**Exercise material:**
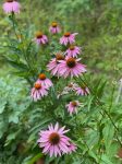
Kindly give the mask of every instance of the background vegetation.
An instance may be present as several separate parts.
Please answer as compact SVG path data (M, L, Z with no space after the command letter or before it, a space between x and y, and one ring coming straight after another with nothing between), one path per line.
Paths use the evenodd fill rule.
M38 30L47 33L52 21L58 21L62 30L64 27L66 31L78 32L78 45L83 47L84 62L87 65L90 77L89 83L94 85L93 82L98 82L100 79L103 81L102 85L107 82L103 86L102 99L108 106L111 104L110 114L115 116L114 121L122 131L122 103L120 101L115 104L122 70L122 0L21 0L20 2L22 12L17 16L19 24L28 35L34 35L34 32ZM2 7L2 2L0 4ZM3 58L3 55L9 54L2 46L7 45L5 37L11 26L2 9L0 17L0 163L28 164L28 161L34 160L39 152L35 150L35 136L50 120L37 124L40 118L35 110L37 112L38 107L33 110L29 87L22 78L13 73L14 69ZM87 101L89 103L89 99ZM91 113L89 119L97 119L96 108L94 110L90 103L88 110ZM85 114L82 119L87 121ZM101 139L99 136L102 133L103 143L100 141L100 147L103 147L106 151L100 164L121 164L122 156L117 157L121 147L112 140L114 130L111 129L110 122L107 124L107 119L102 120L98 127L99 134L93 133L88 139L89 147L96 149ZM97 157L91 154L93 152L88 153L90 157L86 157L87 161L83 161L83 164L95 163L93 159ZM82 162L80 159L76 161L75 156L73 164L78 163Z

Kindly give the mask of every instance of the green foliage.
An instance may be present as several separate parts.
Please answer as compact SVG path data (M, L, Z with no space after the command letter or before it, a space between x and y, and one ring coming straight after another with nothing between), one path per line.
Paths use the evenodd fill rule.
M12 26L15 17L0 21L3 32L0 59L14 68L11 70L14 75L4 75L0 71L3 77L0 79L0 163L35 164L44 157L37 145L38 132L47 129L50 122L59 121L71 129L69 136L76 143L77 151L58 159L46 156L46 164L121 164L117 154L122 147L119 142L122 140L122 104L115 104L118 93L114 90L118 85L113 81L121 77L122 69L122 1L21 2L22 13L15 22L16 31ZM70 94L57 101L58 91L61 92L69 80L58 81L47 72L54 89L48 97L34 103L29 97L32 85L38 73L46 69L50 51L53 54L62 47L53 38L48 48L38 49L32 38L38 30L48 34L48 26L53 20L61 24L63 32L80 33L77 44L83 45L83 61L89 69L82 80L93 92L87 97ZM15 36L20 30L23 42ZM84 84L81 79L74 82ZM65 113L65 104L72 98L77 98L84 107L80 108L78 115L70 117Z

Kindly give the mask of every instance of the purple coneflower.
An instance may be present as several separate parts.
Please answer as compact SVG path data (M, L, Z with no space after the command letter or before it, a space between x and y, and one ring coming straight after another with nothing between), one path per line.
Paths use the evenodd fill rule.
M3 3L3 10L5 13L20 13L21 4L15 0L7 0Z
M44 73L40 73L40 74L38 75L37 82L38 82L38 83L41 83L41 84L42 84L44 86L46 86L47 89L53 85L52 82L51 82L51 80L48 79L48 78L46 77L46 74L44 74Z
M75 87L76 94L77 95L88 95L89 94L89 89L87 86L78 86Z
M68 108L68 112L70 113L70 115L72 114L77 114L77 108L81 106L82 104L78 101L73 101L70 102L68 105L65 105L65 107Z
M72 152L75 152L77 147L74 143L71 143L71 145L69 147L70 151L69 153L71 154Z
M81 59L65 57L65 60L60 60L59 75L60 77L78 77L86 72L86 66L78 62Z
M44 86L41 83L36 82L34 87L30 92L30 97L37 102L38 99L41 99L45 95L48 95L47 87Z
M77 35L77 33L64 33L64 35L60 38L60 44L61 45L68 45L68 44L73 44L75 42L75 36Z
M77 58L77 55L81 54L81 47L70 46L69 49L65 51L65 54L68 55L68 57Z
M48 37L41 32L37 32L34 40L37 45L45 45L48 43Z
M59 61L64 60L64 56L62 54L57 54L56 58L51 59L51 61L48 63L48 70L51 71L52 75L59 77Z
M57 122L54 127L50 125L48 130L41 130L39 132L38 143L44 149L42 153L49 154L50 156L61 156L62 154L70 153L71 139L65 136L69 130L64 130L64 128L60 128Z
M51 26L49 27L49 32L50 33L52 33L52 34L57 34L57 33L60 33L60 27L59 27L59 25L58 25L58 23L57 22L53 22L52 24L51 24Z

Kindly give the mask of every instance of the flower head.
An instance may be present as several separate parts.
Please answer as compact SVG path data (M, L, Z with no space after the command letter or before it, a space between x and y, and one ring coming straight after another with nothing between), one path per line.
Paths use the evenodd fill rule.
M44 35L41 32L37 32L34 40L36 42L37 45L45 45L48 43L48 37Z
M54 127L50 125L48 130L40 131L38 143L40 148L44 148L42 153L61 156L71 152L71 139L65 136L69 130L64 130L64 128L60 128L57 122Z
M64 60L64 56L62 52L58 52L56 55L56 58L51 59L51 61L48 63L47 68L49 71L51 71L52 75L59 77L59 61Z
M75 152L76 151L76 149L77 149L77 147L74 144L74 143L71 143L71 145L69 147L69 149L70 149L70 154L72 153L72 152Z
M48 79L48 78L46 77L46 74L44 74L44 73L40 73L40 74L38 75L37 82L38 82L38 83L41 83L41 84L42 84L44 86L46 86L47 89L53 85L52 82L51 82L51 80Z
M5 13L20 13L21 5L15 0L7 0L3 3L3 10Z
M36 82L32 89L30 96L36 102L41 99L45 95L48 95L47 87L44 86L40 82Z
M65 60L59 61L59 74L61 77L78 77L86 72L86 66L78 62L81 59L65 57Z
M77 47L77 46L70 46L69 49L65 51L65 54L69 56L69 57L77 57L77 55L81 54L81 47Z
M77 95L88 95L89 94L89 89L87 86L77 86L75 87L76 94Z
M77 35L77 33L64 33L64 35L60 38L60 44L61 45L68 45L68 44L73 44L75 42L75 36Z
M78 101L73 101L70 102L65 107L68 108L68 112L70 113L70 115L76 113L77 114L77 108L81 106L82 104Z
M60 33L60 27L58 25L57 22L52 22L51 26L49 27L49 32L52 33L52 34L57 34L57 33Z

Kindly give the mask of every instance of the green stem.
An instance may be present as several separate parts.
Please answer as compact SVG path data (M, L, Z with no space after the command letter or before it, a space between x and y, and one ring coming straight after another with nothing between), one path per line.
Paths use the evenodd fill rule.
M84 77L84 79L85 79L85 77ZM85 81L84 81L82 78L80 78L80 80L88 87L89 92L90 92L93 95L95 95L94 91L88 86L88 83L87 83L86 79L85 79ZM103 105L102 105L102 103L99 101L98 97L96 97L96 103L97 103L98 106L101 106L102 112L108 116L108 118L110 119L111 124L113 125L115 131L119 132L119 128L115 126L115 124L114 124L114 121L112 120L112 118L111 118L111 116L109 115L109 113L103 108ZM100 114L103 116L103 114L102 114L101 112L100 112ZM120 132L119 132L119 133L120 133ZM121 144L121 147L122 147L122 142L121 142L121 140L119 139L118 136L117 136L117 140L118 140L118 142L119 142L119 143Z

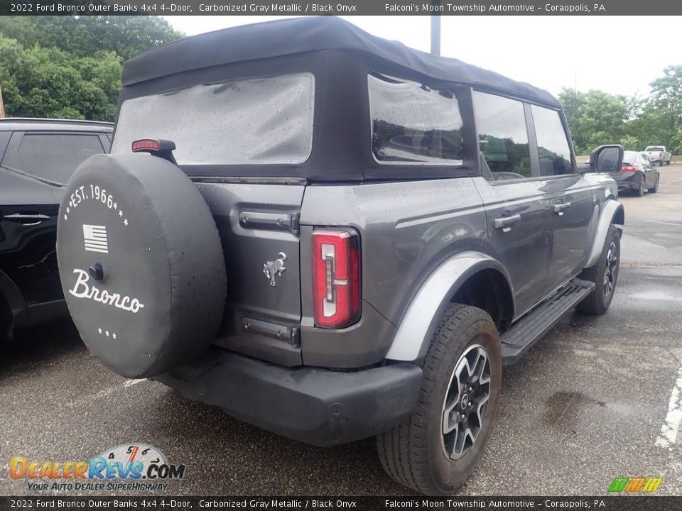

**Your task:** Repeat all of the material above word for word, leaving out the pictures.

**Reply:**
Kindly give the mask of every instance of the background vegetation.
An instance may be present as several separate parts.
Please answer as compact SVG path data (M, L, Z with no space after the command letter or before it, a space between x and y, and one ring coming straight after another with nothing between), one path per line.
Paths use the evenodd fill rule.
M38 30L47 33L52 21L58 21L62 30L64 27L66 31L78 32L78 45L83 47L84 62L87 65L90 77L89 83L94 85L93 82L98 82L100 79L103 81L102 85L107 82L103 86L102 99L108 106L111 104L110 114L115 116L114 121L122 131L122 103L120 101L115 104L122 70L122 0L21 0L20 2L22 12L17 16L19 24L28 35L34 35L34 32ZM2 7L2 2L0 4ZM3 58L3 55L9 54L2 46L7 45L5 37L11 26L2 9L0 17L0 163L28 164L28 161L34 160L39 152L35 150L35 136L50 120L37 124L40 118L35 110L37 112L38 107L33 110L29 87L22 78L13 73L14 69ZM87 101L89 103L89 99ZM91 113L89 119L97 119L96 108L94 110L90 103L88 110ZM85 114L82 119L87 121ZM101 139L99 136L102 133L103 143L100 141L100 147L103 147L106 151L100 164L121 164L122 156L117 157L121 147L112 140L114 130L111 129L110 122L107 124L107 119L102 120L98 127L99 134L93 133L88 139L89 147L96 149ZM97 157L91 154L93 152L88 153L90 157L86 157L87 161L83 161L83 164L95 163L93 159ZM82 162L80 159L76 161L75 156L73 164L78 163Z

Kindly give the mask of every instance of the green foliage.
An instance may be present as several separate parts.
Please answer as compact SVG path data (M, L, Z with no space after the command letter or before it, a space between x and y, and one ring coming straight after another with nothing between), one path per line.
Paths use the evenodd fill rule.
M12 26L15 17L0 21L3 32L0 59L14 68L11 70L14 75L4 75L0 71L3 77L0 79L0 163L35 164L44 157L37 145L38 132L47 129L50 122L59 121L71 129L69 136L76 143L77 151L58 159L46 156L46 164L121 164L117 154L122 147L119 142L122 140L122 104L115 104L118 93L114 90L118 85L113 81L121 77L122 69L122 1L21 2L22 13L15 22L16 31ZM70 94L57 101L58 91L61 92L69 80L58 81L47 72L54 89L48 97L34 103L29 97L32 85L38 73L46 69L50 51L53 54L62 47L53 38L48 48L38 49L32 38L38 30L48 34L48 26L53 20L61 24L63 32L80 33L77 44L83 45L83 61L89 69L82 80L93 92L87 97ZM15 36L20 30L23 42ZM84 84L81 79L74 82ZM65 113L65 104L72 98L77 98L84 107L80 108L78 115L70 117Z

Kindly give the mask of every instance of the purple coneflower.
An instance may be present as several separate parts.
Please answer as compact SVG path data (M, L, Z with no space after the command letter or before it, a space between x and y, and one ring coming straight after another with nothing between), one path per line.
Paths use the evenodd fill rule.
M3 3L3 10L5 13L20 13L21 4L15 0L7 0Z
M44 73L40 73L40 74L38 75L37 82L38 82L38 83L41 83L41 84L42 84L44 86L46 86L47 89L53 85L52 82L51 82L51 80L48 79L48 78L46 77L46 74L44 74Z
M75 87L76 94L77 95L88 95L89 94L89 89L87 86L78 86Z
M68 108L68 112L70 113L70 115L72 114L77 114L77 108L81 106L82 104L78 101L73 101L70 102L68 105L65 105L65 107Z
M72 152L75 152L77 147L74 143L71 143L71 145L69 147L70 151L69 153L71 154Z
M81 59L65 57L65 60L60 60L59 75L60 77L78 77L86 72L86 66L78 62Z
M44 86L41 83L36 82L34 87L30 92L30 97L37 102L38 99L41 99L45 95L48 95L47 87Z
M77 35L77 33L64 33L64 35L60 38L60 44L61 45L68 45L68 44L73 44L75 42L75 36Z
M77 58L77 55L81 54L81 47L70 46L69 49L65 51L65 54L68 55L68 57Z
M48 37L41 32L37 32L34 40L37 45L45 45L48 43Z
M59 61L64 60L64 56L62 54L57 54L56 58L51 59L51 61L48 63L48 70L51 71L52 75L59 77Z
M57 122L54 127L50 125L48 130L41 130L39 132L38 143L44 149L42 153L49 154L50 156L61 156L62 154L70 153L71 139L65 136L69 130L64 130L64 128L60 128Z
M51 26L49 27L49 32L50 33L52 33L52 34L57 34L57 33L60 33L60 27L59 27L59 25L58 25L58 23L57 22L53 22L52 24L51 24Z

Kindly give the mask of every instance of the flower head.
An instance may be present as several separate parts.
Please answer as compact SVG path data (M, L, Z with no space after the command letter or before it, a space between x and y, and one ring coming straight after another with nothing between), one path per line.
Paths use the evenodd fill rule.
M44 35L41 32L37 32L34 40L36 42L37 45L45 45L48 43L48 37Z
M54 127L50 125L48 130L40 131L38 143L40 148L44 148L42 153L61 156L71 152L71 139L65 136L69 130L64 130L64 128L60 128L57 122Z
M64 60L64 56L62 52L58 52L56 55L56 58L51 59L51 61L48 63L47 68L49 71L51 71L52 75L59 77L59 61Z
M75 152L76 151L76 149L77 149L77 147L74 144L74 143L71 143L71 145L69 147L69 149L70 149L70 154L72 153L72 152Z
M48 79L48 78L46 77L46 74L44 74L44 73L40 73L40 74L38 75L37 82L38 82L38 83L41 83L41 84L42 84L44 86L46 86L47 89L53 85L52 82L51 82L51 80Z
M5 13L20 13L21 5L15 0L7 0L3 3L3 10Z
M36 82L32 89L30 96L36 102L41 99L45 95L48 95L47 87L44 86L40 82Z
M65 60L59 61L59 74L61 77L78 77L86 72L86 66L78 62L81 59L65 57Z
M77 47L77 46L70 46L69 49L65 51L65 54L69 56L69 57L77 57L77 55L81 54L81 47Z
M77 95L88 95L89 94L89 89L87 86L77 86L75 87L76 94Z
M77 35L77 33L64 33L64 35L60 38L60 44L61 45L68 45L68 44L73 44L75 42L75 36Z
M78 101L73 101L70 102L65 107L68 108L68 112L70 113L70 115L76 113L77 114L77 108L81 106L82 104Z
M60 33L60 27L58 25L57 22L52 22L51 26L49 27L49 32L52 33L52 34L57 34L57 33Z

Kindly give the mask of every instance of the green stem.
An instance may be present as several separate parts.
Please answer as compact SVG path data (M, L, Z with no space after the command letter or before it, a space between x and y, and one ring coming straight after another with nothing between), one path per line.
Paths use the evenodd fill rule.
M84 77L84 79L85 79L85 77ZM85 81L84 81L82 78L80 78L80 80L88 87L89 92L90 92L93 95L95 95L94 91L88 86L88 83L87 83L86 79L85 79ZM103 105L102 105L102 103L99 101L98 97L96 97L96 103L97 103L98 106L101 106L102 112L108 116L108 118L110 119L111 124L113 125L115 131L119 132L119 128L115 126L115 124L114 124L114 121L112 120L112 118L111 118L111 116L109 115L109 113L103 108ZM100 114L103 116L103 114L102 114L101 112L100 112ZM120 132L119 132L119 133L120 133ZM121 144L121 147L122 147L122 142L121 142L121 140L119 139L118 136L117 136L117 140L118 140L118 142L119 142L119 143Z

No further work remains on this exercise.